→ **Lijst met taken**
[a] Voor welke kernelversie is volgens de tekst over het compileren van de kernel de config-file gebruikt?
[b] Zet de tekst over het compileren van de kernel voort vanaf de laatste zin.

→ **Paginatekst**
---*---

Het gemakkelijkste is waarschijnlijk om gewoon een nieuwe kernel te compileren voor die laptops. Ik neem aan dat je wel nog ergens de config-file liggen hebt die je voor die 2.6.14-r5 kernel gebruikt hebt? In dat geval is het niet echt veel werk om direct een nieuwe kernel te compileren en die driver voor die kernel te compileren. (gewoon de kernel voor die laptops op je machine draaien en dan de driver installeren)

Als je toch die driver voor die oudere kernel wilt compileren... dan zoals Garo zei.. de kernel sources van die 2.6.14-r5 op je machine zetten, daar compileren, die runnen en driver voor die kernel installeren. Als je dan *enkel* de nieuwe kernel module op die laptops wil zetten, dan ga je moeten zorgen dat je dezelfde compiler versie gebruikt als waarmee je de kernel op die laptops gecompileerd hebt (ik geloof dat bv 3.3 en 3.4 niet zal gaan, maar misschien wel 3.4.5 en 3.4.6 voor compileren van kernel en later modules).

---*---

→ **Geselecteerde gegevens**
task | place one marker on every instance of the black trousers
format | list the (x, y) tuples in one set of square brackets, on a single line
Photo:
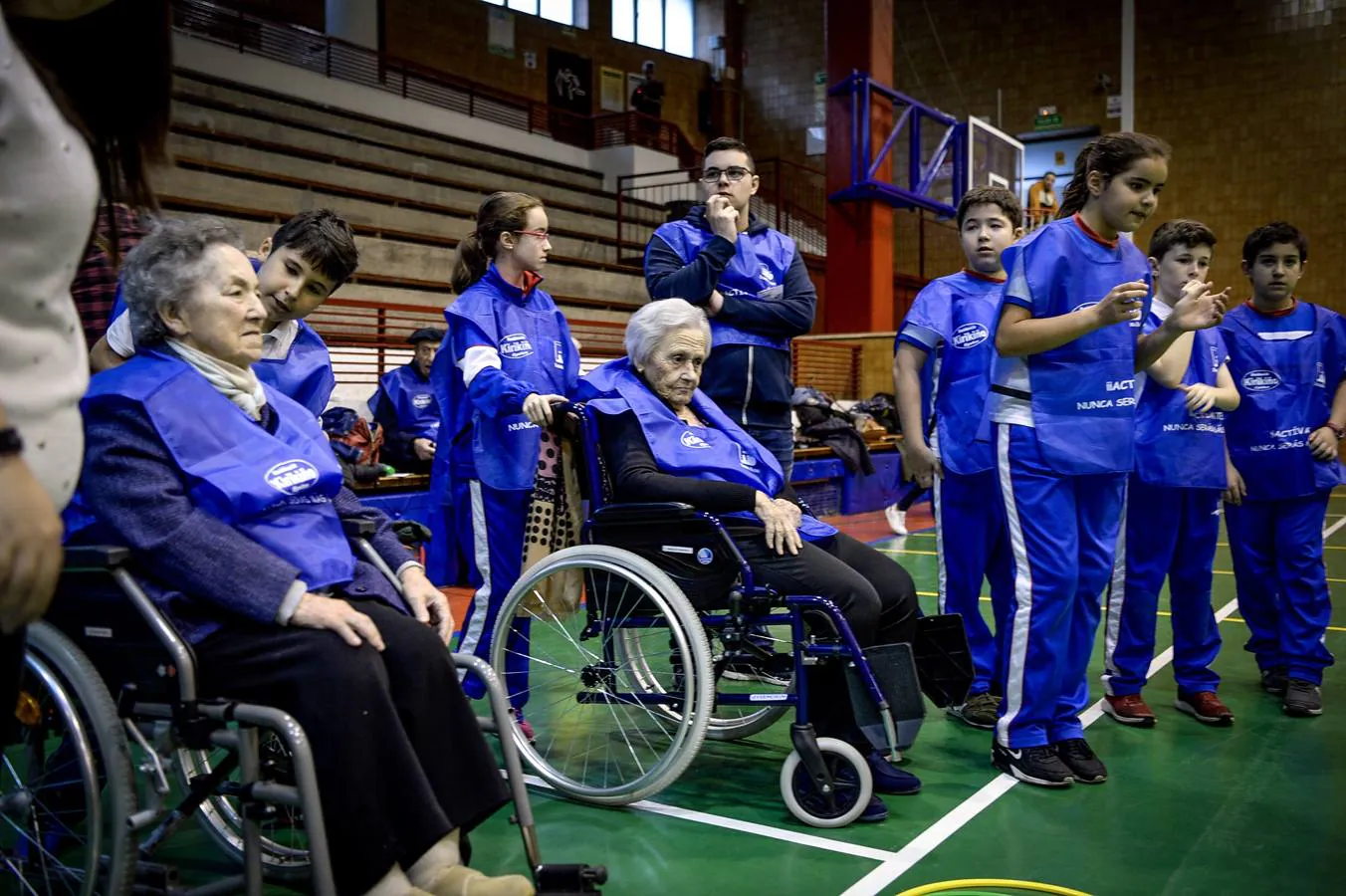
[(11, 669), (874, 593), (398, 755)]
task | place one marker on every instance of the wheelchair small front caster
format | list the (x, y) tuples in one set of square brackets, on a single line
[(851, 785), (568, 880)]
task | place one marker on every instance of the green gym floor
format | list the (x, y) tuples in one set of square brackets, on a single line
[(1188, 810)]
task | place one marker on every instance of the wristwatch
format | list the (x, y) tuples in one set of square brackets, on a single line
[(10, 441)]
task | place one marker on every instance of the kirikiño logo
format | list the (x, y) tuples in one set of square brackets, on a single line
[(293, 477), (516, 345), (970, 336), (1260, 379)]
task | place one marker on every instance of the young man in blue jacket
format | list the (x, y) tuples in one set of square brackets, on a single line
[(754, 287)]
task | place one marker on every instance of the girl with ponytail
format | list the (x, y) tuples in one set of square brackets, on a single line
[(507, 358), (1061, 416)]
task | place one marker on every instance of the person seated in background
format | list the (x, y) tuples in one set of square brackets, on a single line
[(232, 505), (404, 405), (298, 268), (664, 440)]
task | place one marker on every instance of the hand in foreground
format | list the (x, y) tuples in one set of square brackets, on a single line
[(336, 615), (427, 603), (30, 547)]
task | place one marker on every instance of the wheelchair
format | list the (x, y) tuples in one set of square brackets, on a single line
[(115, 751), (622, 650)]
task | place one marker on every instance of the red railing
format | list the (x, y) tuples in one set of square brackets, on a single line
[(790, 198), (336, 58)]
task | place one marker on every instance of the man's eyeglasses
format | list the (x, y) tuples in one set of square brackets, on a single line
[(735, 174)]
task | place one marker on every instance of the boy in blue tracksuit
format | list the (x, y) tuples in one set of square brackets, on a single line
[(405, 406), (952, 319), (1171, 517), (1288, 358), (754, 287), (298, 268)]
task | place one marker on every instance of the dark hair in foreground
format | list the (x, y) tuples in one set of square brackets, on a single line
[(1109, 155)]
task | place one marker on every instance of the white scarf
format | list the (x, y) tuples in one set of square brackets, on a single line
[(238, 385)]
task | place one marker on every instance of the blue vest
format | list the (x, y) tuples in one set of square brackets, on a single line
[(1287, 391), (413, 401), (1175, 447), (966, 355), (305, 374), (275, 489), (535, 347), (1084, 393), (756, 274), (719, 452)]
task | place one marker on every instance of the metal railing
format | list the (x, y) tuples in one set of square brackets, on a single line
[(790, 198), (336, 58)]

---*---

→ **Antwoorden per taak**
[a] Voor kernel 2.6.14-r5.

[b]
Hoe zijn die laptops eigenlijk geinstalleerd?  Heb je niet 1 volledige gentoo install gedaan op 1 van de laptops, waarna je bij de andere laptops enkel het hoogstnoodzakelijke gekopieerd hebt?  Of heb je een gentoo install voor die laptops gedaan in een 'chroot' op een ander machien, waarna je de noodzakelijke dingen naar die laptops gekopieerd hebt?  Allez... als dat zo is, dan kun je gewoon die volledige install gebruiken om die driver module te maken...  Da's hetgeen ik in het begin zou gedaan hebben om achteraf gemakkelijk extra packages te kunnen installeren en zo. Die gewoon in een volledige install in een chroot installeren en daarna distribueren naar de thin client laptops zelf (als tgz of via rsync of zo).

----------

## geronimo00111

Bedankt voor jullie tips.

Denk dat ik het eens ga proberen om de 2.6.14r5 te installeren. Alhoewel deze is blijkbaar niet te verkrijgen. is alleen nog 2.6.14r7.(hoop dat dat niet veel verschil uit maakt.)

Laptops zijn idd geinstalleerd met een volledige machine en dan een chroot en kopie van de nodige files.Probleem is dat de originele volledige er niet meer is.

Enfin , ga jullie bevindingen eens proberen.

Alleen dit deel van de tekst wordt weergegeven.